- **Required work**:
Exactly as written, please set down all of the entries again, with no pictures.

- **Extracted entries**:
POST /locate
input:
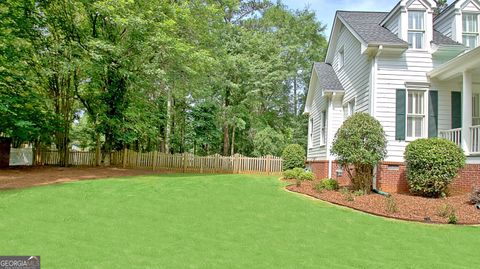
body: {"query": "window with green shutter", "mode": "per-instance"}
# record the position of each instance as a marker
(400, 114)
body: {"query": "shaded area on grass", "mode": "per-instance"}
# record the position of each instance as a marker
(214, 221)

- **Worked answer**:
POST /locate
input:
body: {"query": "window with green shutter", "mode": "per-instance"}
# record the position of each instance as a marker
(400, 114)
body: {"query": "shaded area on grass", "mode": "per-instance"}
# record the position of each instance as a marker
(214, 221)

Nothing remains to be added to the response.